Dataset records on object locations
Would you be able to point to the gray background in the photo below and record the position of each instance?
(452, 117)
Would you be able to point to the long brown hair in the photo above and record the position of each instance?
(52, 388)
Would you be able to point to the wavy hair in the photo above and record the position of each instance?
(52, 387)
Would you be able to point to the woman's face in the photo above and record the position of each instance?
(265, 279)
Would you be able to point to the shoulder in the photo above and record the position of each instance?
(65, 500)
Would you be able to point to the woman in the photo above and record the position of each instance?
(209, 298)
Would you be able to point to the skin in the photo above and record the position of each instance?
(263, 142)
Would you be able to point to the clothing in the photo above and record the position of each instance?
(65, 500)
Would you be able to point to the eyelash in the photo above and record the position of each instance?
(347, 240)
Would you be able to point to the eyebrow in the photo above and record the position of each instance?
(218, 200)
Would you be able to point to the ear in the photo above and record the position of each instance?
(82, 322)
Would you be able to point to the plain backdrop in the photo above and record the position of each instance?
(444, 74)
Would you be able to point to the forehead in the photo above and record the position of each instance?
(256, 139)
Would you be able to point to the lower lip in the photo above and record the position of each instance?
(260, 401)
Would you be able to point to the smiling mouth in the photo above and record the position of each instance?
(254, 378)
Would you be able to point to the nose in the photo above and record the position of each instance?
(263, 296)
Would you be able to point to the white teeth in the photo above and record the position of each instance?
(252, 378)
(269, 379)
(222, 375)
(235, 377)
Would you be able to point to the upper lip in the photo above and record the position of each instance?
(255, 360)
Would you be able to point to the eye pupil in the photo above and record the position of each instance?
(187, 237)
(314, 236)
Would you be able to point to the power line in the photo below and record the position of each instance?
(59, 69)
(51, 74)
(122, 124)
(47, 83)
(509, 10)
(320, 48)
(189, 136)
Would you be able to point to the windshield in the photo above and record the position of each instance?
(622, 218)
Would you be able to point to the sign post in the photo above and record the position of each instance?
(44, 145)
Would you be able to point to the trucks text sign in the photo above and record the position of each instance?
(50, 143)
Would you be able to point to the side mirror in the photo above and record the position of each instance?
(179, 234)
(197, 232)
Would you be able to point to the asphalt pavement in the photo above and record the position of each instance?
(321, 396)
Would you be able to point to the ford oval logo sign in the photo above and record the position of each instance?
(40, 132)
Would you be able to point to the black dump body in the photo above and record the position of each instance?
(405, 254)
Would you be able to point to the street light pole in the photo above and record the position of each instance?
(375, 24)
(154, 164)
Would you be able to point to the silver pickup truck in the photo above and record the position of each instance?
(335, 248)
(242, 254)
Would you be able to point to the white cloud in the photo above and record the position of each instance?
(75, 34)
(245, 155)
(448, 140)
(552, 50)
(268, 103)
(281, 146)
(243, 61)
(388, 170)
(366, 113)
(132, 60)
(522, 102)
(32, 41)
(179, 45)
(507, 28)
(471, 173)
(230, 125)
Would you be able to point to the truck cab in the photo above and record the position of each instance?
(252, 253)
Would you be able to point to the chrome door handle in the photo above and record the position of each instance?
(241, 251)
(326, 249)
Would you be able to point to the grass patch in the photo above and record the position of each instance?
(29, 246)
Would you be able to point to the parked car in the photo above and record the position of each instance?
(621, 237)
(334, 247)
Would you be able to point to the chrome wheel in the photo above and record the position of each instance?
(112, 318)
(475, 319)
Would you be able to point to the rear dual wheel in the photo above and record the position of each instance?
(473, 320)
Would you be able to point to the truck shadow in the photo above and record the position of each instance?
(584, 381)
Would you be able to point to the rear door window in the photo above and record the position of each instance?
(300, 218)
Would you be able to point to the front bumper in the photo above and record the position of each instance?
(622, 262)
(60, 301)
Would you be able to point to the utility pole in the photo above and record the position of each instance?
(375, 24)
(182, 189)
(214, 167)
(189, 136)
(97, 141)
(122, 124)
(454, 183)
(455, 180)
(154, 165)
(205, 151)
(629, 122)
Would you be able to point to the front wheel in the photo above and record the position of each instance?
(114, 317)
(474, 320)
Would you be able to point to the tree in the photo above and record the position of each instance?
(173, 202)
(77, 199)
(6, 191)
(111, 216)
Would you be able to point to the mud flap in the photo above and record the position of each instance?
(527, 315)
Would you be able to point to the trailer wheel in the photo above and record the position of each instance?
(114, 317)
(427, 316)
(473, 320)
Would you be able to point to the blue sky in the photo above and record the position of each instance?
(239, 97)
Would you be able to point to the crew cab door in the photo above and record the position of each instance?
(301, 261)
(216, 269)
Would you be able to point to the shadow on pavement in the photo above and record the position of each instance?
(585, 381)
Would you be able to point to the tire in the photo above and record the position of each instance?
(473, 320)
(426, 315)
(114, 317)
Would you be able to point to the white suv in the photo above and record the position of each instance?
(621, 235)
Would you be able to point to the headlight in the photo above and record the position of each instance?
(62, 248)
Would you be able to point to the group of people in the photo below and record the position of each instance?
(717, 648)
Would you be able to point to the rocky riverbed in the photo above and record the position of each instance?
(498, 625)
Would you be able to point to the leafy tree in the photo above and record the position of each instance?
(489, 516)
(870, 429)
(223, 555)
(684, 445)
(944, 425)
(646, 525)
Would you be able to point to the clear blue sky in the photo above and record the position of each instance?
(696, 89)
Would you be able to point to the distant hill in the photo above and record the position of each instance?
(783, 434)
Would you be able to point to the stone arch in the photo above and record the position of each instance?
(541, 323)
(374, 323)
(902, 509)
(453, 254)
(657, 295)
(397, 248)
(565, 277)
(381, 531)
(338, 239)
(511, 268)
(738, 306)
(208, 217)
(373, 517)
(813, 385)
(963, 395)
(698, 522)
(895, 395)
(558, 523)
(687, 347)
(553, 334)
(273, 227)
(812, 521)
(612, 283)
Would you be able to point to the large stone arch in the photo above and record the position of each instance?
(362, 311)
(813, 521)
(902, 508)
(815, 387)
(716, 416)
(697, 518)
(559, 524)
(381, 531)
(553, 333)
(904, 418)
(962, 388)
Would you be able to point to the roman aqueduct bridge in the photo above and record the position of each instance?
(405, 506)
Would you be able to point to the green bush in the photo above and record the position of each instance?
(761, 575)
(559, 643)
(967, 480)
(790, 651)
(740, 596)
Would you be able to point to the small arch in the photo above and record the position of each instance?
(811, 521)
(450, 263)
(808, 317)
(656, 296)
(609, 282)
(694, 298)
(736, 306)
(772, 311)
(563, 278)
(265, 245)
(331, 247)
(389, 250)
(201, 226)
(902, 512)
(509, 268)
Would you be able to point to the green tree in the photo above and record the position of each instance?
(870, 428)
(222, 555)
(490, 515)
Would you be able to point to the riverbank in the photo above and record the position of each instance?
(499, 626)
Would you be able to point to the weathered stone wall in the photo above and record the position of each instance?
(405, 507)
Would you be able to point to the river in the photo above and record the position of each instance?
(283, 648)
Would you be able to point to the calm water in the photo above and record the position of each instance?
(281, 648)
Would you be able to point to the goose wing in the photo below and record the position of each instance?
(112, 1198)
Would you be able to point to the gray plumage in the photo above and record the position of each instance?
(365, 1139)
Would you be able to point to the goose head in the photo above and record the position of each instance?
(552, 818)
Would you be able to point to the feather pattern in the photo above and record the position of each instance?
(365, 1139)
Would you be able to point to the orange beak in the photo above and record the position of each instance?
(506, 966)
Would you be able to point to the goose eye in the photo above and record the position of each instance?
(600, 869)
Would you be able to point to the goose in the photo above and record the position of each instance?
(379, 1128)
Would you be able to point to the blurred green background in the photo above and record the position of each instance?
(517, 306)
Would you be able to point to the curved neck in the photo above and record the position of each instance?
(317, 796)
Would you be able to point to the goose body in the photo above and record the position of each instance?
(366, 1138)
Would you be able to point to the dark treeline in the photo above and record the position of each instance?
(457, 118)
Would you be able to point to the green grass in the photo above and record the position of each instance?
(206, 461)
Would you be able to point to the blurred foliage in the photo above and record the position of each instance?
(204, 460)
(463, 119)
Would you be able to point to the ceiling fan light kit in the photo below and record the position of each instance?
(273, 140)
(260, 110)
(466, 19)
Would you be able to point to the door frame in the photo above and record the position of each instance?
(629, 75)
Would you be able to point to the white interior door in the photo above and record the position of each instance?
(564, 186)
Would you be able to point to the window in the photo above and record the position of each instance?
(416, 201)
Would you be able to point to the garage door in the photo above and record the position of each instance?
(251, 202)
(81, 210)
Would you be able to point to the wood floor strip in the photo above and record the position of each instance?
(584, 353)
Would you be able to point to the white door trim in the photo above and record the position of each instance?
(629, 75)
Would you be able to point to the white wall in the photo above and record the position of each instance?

TASK REQUIREMENTS =>
Please set out everything from the line containing "Would you be able to point to the white door" down to the end of the records above as a Markdown table with the columns Row and Line, one row per line and blank lines omitted.

ANSWER TO THIS TASK =>
| Row | Line |
|---|---|
| 1 | Would you be able to point to the white door trim in the photo above and record the position of each instance? |
| 2 | (629, 75) |
| 3 | Would you be able to point to the white wall in the photo above and record the position of each instance? |